▸ **Wat je doet**
Haal uit de vermeldingen hieronder elke regel die het woord "concrete" bevat en neem die regels over.

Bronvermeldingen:
━━━━━━━━
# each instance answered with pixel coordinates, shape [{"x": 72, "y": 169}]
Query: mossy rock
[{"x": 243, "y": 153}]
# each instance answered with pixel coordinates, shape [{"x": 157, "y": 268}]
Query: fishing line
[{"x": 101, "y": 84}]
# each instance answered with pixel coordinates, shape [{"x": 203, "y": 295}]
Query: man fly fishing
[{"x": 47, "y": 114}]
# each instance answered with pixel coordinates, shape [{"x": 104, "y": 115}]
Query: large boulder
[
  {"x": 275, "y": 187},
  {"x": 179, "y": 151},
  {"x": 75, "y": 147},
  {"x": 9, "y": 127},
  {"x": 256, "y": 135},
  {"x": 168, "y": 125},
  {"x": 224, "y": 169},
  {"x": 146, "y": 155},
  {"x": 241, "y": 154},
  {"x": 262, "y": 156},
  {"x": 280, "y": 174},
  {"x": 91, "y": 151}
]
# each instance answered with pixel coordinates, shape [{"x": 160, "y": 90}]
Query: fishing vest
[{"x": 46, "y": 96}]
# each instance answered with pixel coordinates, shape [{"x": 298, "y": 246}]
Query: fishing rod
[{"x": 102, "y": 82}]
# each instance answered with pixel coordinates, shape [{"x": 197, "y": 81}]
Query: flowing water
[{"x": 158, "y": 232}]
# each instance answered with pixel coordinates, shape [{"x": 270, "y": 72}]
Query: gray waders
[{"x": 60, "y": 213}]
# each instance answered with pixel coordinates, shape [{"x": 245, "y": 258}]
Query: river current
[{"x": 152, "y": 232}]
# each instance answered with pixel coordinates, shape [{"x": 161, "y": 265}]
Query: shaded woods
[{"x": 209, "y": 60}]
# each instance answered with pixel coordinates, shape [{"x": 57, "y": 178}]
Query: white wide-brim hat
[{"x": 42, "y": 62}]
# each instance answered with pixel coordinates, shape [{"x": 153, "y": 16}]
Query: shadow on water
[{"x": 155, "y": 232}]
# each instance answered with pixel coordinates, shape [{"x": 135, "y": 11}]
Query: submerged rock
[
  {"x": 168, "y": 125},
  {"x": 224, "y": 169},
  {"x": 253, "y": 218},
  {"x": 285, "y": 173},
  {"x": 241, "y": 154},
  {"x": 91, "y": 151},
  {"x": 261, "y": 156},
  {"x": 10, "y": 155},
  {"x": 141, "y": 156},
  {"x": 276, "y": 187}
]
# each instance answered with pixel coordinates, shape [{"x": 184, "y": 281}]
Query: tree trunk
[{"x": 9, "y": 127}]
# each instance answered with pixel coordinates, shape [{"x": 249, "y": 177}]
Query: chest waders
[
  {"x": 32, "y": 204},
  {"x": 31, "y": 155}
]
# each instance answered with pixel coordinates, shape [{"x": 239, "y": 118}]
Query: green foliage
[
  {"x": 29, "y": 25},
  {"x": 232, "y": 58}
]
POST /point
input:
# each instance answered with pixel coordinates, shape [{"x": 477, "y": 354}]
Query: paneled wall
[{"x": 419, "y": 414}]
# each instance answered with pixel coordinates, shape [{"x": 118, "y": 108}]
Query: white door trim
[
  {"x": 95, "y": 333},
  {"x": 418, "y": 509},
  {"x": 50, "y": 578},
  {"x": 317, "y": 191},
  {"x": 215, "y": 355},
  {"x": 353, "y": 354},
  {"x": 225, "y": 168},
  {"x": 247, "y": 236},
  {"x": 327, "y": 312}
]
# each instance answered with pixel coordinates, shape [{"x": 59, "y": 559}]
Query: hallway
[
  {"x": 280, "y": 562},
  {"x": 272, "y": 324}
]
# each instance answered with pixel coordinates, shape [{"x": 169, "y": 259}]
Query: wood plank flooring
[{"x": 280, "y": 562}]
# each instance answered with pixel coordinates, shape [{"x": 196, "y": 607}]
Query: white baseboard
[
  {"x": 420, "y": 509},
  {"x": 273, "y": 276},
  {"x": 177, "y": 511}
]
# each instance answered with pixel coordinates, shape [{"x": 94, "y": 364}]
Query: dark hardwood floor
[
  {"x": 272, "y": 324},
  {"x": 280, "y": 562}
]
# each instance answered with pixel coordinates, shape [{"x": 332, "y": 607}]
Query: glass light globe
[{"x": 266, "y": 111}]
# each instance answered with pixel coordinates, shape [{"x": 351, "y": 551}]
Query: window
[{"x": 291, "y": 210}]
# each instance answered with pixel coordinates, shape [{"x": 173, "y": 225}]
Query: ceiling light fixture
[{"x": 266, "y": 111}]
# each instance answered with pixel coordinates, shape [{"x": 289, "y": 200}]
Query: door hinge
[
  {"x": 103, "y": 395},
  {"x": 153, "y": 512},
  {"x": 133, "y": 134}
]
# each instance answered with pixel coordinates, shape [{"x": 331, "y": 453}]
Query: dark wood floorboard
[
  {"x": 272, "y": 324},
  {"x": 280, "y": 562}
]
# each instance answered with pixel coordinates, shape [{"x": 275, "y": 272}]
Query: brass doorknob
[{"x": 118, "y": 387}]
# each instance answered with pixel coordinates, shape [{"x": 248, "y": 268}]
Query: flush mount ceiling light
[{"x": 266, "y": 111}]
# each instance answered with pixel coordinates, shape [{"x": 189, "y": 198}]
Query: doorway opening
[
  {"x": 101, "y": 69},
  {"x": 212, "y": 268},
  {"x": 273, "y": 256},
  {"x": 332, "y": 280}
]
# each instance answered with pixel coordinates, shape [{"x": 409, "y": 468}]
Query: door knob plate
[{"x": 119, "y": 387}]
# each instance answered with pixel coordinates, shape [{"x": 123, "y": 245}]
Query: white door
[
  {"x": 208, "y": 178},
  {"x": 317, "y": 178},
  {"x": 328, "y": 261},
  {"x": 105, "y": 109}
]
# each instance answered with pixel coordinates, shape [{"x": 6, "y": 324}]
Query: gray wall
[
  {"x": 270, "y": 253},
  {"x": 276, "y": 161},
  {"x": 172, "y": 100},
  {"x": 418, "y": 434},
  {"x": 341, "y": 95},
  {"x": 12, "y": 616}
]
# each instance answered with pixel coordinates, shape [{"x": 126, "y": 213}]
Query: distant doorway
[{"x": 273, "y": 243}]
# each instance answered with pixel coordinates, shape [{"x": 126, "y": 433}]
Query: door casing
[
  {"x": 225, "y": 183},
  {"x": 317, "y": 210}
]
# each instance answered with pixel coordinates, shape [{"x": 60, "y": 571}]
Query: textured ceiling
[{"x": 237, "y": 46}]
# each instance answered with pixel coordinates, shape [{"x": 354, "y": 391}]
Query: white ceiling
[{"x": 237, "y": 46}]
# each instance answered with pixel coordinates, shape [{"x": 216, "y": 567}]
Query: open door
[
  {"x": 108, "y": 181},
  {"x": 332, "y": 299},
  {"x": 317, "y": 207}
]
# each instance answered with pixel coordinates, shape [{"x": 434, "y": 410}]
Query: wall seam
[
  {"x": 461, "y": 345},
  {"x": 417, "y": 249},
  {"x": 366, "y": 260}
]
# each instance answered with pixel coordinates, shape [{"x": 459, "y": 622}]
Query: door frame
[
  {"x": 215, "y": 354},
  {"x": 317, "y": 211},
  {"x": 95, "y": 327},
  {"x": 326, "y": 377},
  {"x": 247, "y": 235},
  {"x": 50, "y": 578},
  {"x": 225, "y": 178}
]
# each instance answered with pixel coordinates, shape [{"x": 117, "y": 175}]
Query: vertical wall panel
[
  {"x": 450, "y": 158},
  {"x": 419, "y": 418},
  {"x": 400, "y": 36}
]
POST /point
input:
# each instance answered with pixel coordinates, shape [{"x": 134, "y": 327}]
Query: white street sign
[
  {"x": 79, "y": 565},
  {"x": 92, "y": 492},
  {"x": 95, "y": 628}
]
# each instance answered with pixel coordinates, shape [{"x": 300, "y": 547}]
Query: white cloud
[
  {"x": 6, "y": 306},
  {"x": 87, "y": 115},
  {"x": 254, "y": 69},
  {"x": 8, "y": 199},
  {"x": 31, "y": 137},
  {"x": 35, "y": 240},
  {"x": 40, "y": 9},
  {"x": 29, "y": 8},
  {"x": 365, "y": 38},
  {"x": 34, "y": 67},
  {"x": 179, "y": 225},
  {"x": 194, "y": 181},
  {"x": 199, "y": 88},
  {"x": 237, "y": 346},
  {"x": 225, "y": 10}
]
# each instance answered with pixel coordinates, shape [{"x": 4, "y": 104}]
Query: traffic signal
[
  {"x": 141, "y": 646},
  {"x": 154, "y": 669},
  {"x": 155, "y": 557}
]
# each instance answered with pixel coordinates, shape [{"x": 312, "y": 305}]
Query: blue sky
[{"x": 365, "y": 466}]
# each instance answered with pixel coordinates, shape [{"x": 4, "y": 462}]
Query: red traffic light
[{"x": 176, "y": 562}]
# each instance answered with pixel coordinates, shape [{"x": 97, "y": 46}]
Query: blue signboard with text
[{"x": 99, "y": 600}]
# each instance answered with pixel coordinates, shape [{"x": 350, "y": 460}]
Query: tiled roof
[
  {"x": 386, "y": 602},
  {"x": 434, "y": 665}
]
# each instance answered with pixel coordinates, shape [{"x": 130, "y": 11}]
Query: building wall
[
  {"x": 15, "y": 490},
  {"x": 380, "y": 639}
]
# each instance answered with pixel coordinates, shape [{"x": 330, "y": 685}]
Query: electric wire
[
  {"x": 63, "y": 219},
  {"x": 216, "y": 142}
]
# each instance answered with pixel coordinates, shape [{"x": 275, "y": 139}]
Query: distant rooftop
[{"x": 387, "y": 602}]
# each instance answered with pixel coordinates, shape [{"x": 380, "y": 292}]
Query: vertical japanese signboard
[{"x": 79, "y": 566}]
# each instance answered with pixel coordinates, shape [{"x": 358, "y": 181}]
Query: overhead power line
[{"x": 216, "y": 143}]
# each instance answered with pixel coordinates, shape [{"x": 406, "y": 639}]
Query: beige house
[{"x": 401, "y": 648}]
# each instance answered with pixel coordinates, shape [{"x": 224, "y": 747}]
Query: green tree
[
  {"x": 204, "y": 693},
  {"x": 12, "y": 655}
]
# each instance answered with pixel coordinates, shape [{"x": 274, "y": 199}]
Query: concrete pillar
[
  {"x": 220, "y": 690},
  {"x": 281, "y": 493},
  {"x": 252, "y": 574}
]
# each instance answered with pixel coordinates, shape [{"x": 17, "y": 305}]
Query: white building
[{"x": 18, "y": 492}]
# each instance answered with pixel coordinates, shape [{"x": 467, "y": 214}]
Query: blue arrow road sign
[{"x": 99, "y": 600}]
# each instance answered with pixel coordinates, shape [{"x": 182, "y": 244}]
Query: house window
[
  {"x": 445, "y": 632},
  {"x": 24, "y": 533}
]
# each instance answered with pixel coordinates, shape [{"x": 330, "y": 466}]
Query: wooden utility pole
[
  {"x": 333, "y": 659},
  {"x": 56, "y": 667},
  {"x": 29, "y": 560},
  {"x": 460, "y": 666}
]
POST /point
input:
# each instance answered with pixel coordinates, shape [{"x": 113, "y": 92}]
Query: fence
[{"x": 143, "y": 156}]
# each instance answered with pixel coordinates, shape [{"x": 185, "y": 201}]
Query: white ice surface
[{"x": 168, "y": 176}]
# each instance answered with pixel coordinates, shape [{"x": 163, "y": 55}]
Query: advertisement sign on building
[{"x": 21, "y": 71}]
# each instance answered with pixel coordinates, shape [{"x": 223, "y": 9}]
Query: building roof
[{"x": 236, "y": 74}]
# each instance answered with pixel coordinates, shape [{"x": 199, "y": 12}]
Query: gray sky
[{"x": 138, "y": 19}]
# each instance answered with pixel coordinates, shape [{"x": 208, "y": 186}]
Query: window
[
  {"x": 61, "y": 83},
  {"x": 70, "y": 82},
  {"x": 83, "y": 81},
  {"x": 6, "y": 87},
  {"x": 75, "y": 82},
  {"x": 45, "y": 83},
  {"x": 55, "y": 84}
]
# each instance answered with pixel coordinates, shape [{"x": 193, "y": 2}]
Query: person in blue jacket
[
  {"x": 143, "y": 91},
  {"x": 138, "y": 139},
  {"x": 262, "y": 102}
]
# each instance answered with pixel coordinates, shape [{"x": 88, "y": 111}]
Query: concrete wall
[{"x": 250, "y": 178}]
━━━━━━━━
▸ **Resultaat hieronder**
Query: concrete pillar
Query: concrete wall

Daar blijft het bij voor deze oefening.